[ASSIGNMENT]:
Each line of the data below containing "brown" needs to be listed.
── EXERCISE INPUT ──
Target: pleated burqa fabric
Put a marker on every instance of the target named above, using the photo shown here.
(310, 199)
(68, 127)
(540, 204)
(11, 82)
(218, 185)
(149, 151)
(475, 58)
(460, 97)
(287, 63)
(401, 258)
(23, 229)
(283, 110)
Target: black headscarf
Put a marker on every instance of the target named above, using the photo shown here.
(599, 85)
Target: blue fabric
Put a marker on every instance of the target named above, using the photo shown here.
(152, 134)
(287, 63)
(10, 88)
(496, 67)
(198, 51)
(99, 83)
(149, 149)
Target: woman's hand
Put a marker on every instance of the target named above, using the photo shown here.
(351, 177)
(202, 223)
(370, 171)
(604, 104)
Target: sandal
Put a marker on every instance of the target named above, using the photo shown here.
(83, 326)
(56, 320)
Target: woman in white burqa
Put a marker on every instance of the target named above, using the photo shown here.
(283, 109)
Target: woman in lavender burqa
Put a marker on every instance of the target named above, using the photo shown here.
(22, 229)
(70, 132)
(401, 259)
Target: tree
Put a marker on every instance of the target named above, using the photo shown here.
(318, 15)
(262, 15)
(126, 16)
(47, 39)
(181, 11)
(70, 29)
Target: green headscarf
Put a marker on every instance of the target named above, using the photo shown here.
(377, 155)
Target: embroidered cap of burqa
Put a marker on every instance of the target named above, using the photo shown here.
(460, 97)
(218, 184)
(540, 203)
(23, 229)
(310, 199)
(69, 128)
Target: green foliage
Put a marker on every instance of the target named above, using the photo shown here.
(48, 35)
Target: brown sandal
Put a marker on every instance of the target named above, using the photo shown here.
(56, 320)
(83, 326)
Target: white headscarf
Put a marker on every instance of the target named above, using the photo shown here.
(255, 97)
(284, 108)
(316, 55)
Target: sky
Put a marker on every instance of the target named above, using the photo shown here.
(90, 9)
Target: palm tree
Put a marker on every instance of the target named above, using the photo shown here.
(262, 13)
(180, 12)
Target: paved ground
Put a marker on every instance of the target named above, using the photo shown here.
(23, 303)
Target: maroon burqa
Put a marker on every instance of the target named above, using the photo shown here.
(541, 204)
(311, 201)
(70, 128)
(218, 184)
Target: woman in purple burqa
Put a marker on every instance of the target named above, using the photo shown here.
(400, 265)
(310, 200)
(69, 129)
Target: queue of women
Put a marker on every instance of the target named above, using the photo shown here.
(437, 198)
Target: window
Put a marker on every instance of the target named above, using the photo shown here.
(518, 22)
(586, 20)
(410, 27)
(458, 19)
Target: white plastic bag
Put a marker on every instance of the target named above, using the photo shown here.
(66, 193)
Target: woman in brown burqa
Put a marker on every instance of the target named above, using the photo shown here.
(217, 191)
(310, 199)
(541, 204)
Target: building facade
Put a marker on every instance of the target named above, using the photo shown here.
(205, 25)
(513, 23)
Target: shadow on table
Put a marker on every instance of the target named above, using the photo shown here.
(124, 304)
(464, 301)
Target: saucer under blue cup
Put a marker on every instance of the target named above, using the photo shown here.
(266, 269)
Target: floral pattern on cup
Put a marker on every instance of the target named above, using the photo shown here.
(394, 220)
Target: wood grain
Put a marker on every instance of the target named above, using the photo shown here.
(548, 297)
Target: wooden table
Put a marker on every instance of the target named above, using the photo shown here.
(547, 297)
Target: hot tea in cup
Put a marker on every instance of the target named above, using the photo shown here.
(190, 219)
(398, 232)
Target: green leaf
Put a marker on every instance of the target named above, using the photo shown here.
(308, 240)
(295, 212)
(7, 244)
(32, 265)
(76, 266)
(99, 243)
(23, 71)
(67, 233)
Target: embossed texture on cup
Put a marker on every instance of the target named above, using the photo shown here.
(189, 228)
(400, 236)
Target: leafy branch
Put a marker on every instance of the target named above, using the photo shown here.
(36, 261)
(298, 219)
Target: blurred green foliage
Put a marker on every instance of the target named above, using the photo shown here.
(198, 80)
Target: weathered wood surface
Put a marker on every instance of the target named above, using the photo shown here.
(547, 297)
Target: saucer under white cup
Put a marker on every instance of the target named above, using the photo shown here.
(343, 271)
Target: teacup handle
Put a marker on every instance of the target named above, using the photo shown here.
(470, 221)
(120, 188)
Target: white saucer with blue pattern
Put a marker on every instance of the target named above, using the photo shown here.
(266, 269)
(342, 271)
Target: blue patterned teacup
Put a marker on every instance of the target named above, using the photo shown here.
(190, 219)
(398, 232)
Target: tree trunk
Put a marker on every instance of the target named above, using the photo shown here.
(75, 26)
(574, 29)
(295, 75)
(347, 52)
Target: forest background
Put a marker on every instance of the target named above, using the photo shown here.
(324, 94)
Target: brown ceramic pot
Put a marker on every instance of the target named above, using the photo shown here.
───
[SOLVED PROBLEM]:
Target: brown sandal
Target: woman in brown burqa
Target: brown ceramic pot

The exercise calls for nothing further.